__WHAT THE EXERCISE ASKS__: Copy out the lines below verbatim, from the one containing "Report one point per instance of the stage" through the one containing "[(567, 516), (66, 545), (300, 426), (970, 521)]", and nothing else.

__GIVEN ENTRIES__:
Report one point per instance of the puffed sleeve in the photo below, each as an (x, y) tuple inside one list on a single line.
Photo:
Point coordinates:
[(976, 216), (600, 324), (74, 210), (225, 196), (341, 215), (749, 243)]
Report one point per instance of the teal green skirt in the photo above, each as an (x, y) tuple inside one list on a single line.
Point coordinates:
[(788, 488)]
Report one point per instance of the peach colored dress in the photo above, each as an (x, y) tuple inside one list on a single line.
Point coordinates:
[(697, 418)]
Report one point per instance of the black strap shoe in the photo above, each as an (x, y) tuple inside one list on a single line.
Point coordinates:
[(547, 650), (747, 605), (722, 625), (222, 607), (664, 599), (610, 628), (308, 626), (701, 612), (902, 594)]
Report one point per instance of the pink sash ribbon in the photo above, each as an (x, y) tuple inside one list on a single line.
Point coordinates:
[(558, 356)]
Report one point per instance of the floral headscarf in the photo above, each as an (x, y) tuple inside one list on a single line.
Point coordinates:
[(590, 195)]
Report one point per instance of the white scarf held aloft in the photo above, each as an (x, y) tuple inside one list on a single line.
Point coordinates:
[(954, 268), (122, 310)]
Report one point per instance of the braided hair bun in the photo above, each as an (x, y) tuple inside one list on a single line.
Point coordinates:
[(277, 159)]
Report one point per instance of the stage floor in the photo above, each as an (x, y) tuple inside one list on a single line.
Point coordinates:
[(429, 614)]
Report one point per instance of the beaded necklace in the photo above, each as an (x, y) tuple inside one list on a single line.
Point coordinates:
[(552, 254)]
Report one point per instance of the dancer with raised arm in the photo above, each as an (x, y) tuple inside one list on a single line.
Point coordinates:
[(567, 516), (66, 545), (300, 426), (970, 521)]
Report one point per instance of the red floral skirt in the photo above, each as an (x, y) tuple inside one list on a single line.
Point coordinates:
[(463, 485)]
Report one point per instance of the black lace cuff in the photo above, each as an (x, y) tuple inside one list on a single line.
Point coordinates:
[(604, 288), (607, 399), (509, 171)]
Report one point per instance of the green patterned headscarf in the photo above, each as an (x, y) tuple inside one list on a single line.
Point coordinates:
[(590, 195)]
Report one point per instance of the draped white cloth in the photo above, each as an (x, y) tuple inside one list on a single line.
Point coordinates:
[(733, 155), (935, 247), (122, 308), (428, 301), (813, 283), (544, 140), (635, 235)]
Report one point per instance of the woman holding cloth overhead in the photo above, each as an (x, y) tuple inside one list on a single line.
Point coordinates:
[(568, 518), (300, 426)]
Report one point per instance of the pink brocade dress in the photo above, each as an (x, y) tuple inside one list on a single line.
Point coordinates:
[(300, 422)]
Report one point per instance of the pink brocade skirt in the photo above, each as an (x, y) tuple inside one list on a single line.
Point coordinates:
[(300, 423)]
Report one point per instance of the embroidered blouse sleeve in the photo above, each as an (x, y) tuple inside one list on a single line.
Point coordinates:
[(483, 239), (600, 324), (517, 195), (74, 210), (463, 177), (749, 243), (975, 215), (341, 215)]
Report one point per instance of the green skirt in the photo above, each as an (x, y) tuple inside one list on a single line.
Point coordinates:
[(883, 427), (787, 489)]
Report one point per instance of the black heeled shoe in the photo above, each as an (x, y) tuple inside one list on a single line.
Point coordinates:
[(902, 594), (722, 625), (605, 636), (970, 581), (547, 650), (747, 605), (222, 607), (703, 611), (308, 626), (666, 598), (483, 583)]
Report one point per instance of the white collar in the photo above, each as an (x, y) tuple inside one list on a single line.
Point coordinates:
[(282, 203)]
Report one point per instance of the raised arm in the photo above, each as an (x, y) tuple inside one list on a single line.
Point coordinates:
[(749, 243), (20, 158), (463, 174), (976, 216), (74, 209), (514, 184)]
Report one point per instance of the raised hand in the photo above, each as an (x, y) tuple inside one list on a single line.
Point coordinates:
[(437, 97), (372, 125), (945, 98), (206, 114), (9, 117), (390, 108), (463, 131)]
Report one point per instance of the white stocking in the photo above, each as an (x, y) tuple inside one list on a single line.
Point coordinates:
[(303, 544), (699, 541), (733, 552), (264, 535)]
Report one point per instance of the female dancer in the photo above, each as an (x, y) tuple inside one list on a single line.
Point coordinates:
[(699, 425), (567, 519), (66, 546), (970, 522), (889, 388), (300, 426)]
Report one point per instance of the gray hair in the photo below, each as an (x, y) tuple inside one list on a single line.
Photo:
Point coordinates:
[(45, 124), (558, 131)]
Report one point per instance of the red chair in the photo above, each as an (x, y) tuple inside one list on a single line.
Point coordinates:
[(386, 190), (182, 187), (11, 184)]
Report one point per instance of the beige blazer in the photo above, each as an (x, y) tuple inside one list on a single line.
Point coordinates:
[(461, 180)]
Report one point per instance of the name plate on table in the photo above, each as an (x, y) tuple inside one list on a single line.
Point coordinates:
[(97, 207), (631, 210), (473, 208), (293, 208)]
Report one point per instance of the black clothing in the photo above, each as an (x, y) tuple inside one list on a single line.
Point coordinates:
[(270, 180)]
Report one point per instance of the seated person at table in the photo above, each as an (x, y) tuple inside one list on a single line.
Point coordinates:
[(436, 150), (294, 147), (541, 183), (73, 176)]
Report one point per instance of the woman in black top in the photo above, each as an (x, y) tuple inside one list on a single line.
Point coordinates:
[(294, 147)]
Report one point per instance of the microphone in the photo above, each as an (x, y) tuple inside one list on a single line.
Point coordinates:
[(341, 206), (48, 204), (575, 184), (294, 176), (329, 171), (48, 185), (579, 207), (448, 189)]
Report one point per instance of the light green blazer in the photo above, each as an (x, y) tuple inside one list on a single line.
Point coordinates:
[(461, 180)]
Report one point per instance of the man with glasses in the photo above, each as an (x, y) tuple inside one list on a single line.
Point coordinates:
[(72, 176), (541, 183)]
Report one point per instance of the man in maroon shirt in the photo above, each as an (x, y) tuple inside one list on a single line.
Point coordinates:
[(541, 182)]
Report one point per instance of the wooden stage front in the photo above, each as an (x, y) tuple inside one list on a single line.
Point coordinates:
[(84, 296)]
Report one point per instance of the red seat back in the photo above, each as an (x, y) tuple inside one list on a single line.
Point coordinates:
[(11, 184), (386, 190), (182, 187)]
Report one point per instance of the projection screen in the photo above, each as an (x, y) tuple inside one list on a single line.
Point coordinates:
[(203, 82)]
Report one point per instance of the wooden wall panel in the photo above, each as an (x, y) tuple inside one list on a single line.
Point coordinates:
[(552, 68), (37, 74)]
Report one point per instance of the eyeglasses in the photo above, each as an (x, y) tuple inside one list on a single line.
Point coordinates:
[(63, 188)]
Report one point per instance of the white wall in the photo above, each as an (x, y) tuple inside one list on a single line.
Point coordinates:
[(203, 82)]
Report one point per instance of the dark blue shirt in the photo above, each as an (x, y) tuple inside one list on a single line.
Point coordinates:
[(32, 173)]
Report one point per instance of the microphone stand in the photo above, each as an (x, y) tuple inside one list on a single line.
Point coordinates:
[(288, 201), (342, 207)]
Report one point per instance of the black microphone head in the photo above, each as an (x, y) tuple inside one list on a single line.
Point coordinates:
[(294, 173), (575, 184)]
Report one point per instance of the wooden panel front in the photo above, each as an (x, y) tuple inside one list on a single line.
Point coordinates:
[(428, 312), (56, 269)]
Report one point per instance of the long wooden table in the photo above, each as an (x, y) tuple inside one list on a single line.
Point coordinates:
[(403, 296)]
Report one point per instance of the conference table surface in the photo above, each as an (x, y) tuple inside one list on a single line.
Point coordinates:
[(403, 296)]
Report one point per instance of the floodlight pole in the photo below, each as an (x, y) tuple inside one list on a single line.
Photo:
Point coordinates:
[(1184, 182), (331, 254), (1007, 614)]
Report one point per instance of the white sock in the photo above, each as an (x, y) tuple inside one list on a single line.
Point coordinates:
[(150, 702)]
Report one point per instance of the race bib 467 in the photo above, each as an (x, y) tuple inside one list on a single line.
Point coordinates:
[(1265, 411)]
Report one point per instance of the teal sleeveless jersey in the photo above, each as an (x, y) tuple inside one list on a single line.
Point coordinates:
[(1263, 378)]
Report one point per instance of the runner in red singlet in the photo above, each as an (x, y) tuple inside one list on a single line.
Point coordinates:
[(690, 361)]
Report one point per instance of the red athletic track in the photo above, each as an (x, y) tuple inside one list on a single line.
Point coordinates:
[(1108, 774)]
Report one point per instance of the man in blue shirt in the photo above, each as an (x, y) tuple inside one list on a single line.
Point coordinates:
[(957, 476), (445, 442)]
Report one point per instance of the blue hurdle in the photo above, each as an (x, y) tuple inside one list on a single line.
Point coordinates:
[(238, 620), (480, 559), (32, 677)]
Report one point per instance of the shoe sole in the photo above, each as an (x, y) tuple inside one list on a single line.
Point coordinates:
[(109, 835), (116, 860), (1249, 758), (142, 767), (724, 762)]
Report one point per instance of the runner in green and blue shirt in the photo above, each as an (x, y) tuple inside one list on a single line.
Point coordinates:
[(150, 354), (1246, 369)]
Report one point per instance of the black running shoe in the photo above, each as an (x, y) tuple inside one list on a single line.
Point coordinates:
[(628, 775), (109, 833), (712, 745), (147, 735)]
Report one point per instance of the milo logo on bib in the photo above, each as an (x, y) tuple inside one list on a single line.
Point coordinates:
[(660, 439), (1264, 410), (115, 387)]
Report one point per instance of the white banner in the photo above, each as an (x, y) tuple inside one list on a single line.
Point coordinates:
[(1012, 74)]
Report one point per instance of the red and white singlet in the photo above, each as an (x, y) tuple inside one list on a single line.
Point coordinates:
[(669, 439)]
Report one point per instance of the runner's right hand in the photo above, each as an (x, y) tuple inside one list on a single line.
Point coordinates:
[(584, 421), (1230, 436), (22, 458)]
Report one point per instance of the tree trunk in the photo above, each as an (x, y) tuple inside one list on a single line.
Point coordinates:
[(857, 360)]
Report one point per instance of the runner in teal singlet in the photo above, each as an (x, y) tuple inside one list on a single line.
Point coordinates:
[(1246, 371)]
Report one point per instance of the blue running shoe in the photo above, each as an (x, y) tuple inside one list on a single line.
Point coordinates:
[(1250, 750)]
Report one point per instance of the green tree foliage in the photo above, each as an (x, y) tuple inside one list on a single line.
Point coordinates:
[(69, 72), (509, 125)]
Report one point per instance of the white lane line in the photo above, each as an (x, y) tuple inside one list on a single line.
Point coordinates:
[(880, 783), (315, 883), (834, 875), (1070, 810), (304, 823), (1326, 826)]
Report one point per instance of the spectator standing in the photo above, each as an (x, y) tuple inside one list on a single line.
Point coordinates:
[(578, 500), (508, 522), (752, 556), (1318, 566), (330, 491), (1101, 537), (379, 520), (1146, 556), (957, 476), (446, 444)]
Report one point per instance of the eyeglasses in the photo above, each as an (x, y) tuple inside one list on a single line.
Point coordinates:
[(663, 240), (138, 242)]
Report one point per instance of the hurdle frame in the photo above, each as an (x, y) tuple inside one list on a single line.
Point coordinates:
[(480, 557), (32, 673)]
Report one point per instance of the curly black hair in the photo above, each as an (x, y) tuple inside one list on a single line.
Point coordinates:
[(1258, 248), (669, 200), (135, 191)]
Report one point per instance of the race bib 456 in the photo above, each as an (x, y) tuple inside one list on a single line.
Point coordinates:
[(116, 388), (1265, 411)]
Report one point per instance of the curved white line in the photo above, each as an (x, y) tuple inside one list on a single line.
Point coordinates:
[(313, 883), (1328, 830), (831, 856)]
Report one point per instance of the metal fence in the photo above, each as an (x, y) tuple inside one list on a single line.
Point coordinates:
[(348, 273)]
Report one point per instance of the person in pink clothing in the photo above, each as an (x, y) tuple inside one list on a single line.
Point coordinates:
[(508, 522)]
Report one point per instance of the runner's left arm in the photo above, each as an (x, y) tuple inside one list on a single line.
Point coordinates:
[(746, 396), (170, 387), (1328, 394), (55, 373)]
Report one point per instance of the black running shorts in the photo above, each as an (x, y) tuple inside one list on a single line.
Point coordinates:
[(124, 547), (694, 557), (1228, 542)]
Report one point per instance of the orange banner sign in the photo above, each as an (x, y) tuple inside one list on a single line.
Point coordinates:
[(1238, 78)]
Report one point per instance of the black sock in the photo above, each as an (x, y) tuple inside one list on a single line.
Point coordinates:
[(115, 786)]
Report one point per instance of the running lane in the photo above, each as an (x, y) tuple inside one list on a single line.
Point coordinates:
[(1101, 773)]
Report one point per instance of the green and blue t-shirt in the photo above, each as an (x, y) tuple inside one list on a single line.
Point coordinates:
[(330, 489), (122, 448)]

__RESULT OF THE TASK__:
Report one point per instance of the stage floor in the photo above, each as an (x, y) tuple inside one list on a single line.
Point coordinates:
[(429, 614)]
Report one point per instance of the beaded necklace in the photo above, each as an (x, y) tuple inside one list on a single line.
Point coordinates:
[(552, 254)]
Report one point per instance of the dancer with raised arm in the photo above, each as an (x, y) tuple inside one list on a single line.
Point coordinates:
[(567, 516), (66, 545), (300, 426), (970, 521)]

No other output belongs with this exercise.